## DATA EXCERPTS
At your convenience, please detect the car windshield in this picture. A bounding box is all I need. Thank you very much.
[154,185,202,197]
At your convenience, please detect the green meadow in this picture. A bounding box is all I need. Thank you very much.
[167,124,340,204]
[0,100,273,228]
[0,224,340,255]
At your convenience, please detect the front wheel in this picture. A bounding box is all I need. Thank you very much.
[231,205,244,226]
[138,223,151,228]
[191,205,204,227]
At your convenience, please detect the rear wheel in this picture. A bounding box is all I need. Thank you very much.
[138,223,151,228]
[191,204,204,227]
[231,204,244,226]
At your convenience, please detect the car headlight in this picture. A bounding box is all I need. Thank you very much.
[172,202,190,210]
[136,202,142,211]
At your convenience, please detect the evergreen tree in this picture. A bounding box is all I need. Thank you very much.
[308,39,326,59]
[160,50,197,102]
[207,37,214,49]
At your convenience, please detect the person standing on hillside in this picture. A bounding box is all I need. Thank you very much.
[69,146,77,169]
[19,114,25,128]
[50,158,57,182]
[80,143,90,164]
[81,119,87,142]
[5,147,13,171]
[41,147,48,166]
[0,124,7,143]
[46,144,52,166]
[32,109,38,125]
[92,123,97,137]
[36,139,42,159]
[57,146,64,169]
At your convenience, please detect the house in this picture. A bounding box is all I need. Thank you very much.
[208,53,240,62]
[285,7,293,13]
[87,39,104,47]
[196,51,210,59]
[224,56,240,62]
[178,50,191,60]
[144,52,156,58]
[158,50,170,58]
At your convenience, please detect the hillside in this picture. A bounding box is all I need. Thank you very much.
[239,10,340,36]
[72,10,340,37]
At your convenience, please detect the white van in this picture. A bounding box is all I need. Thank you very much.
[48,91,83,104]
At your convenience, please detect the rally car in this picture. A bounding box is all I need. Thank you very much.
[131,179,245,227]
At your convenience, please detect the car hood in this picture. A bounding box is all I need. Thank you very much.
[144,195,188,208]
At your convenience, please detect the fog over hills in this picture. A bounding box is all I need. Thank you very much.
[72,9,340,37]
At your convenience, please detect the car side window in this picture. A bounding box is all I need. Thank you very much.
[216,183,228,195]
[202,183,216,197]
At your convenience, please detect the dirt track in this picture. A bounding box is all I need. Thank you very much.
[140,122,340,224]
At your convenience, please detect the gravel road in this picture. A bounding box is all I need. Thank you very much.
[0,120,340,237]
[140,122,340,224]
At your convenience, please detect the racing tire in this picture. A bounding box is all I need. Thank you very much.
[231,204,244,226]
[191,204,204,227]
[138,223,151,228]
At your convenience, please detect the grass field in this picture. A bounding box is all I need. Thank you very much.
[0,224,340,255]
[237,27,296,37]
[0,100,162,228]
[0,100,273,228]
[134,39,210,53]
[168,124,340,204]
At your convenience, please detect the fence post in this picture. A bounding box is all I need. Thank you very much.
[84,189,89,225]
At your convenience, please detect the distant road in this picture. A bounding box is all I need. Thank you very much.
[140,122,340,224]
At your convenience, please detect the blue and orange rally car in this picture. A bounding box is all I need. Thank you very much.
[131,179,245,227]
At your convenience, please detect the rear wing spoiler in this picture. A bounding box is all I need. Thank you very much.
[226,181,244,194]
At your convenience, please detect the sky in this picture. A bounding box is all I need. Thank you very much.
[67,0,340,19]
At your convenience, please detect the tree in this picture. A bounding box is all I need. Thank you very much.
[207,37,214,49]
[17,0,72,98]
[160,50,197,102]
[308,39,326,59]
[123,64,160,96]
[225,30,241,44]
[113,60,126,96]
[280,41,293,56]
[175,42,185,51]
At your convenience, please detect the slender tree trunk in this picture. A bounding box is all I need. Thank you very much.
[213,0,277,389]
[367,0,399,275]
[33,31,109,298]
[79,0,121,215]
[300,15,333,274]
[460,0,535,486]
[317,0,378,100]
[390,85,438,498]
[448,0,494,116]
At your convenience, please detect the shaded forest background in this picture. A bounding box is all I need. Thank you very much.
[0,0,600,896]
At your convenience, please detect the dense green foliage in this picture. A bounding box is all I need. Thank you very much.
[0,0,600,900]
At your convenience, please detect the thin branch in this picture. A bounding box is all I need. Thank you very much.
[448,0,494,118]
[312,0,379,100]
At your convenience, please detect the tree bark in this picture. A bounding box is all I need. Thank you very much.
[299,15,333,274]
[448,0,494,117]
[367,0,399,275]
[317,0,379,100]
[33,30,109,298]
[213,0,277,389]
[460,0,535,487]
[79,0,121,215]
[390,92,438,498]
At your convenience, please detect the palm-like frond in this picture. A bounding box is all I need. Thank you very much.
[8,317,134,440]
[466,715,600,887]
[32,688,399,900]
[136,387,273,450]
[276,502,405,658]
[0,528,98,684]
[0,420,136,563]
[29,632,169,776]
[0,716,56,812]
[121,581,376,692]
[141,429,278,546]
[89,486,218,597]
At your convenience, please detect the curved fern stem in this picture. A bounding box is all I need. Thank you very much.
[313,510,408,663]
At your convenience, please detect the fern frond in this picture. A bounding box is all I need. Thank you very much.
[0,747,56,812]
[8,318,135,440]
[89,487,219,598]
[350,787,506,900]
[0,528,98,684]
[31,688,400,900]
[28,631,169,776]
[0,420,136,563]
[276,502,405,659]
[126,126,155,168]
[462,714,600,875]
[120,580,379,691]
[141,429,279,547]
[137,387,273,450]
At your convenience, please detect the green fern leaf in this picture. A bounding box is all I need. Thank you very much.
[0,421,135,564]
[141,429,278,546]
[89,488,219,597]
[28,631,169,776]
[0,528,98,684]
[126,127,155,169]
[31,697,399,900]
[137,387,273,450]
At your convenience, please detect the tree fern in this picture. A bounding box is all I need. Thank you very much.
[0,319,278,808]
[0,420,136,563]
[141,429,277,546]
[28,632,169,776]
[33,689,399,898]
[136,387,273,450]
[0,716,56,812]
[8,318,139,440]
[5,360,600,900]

## WORK TO DO
Rescale the entries starting with the line that contains "At your convenience, please detect the green fern" and continuing through the end of the entries. Reproduce only those lines, requests included, with each bounding-box coordinate in the answers multiplied by 1.75 and rounded to a whole number, halves rounded up.

## PROBLEM SOLUTION
At your convenience, please detect the green fern leaf in this picture. A bounding box is all I need. Thank you very much.
[0,737,236,987]
[247,751,487,956]
[156,854,383,1045]
[49,1104,296,1358]
[0,924,172,1197]
[221,222,271,296]
[54,1220,698,1575]
[240,677,478,788]
At your convenience, please detect the tree fern in this picture. A bounding box is all I need. Thank you very much.
[0,558,487,1414]
[0,735,238,985]
[247,751,485,956]
[49,1106,296,1358]
[58,1206,698,1572]
[238,677,478,788]
[0,1253,98,1421]
[14,557,243,770]
[9,630,1050,1575]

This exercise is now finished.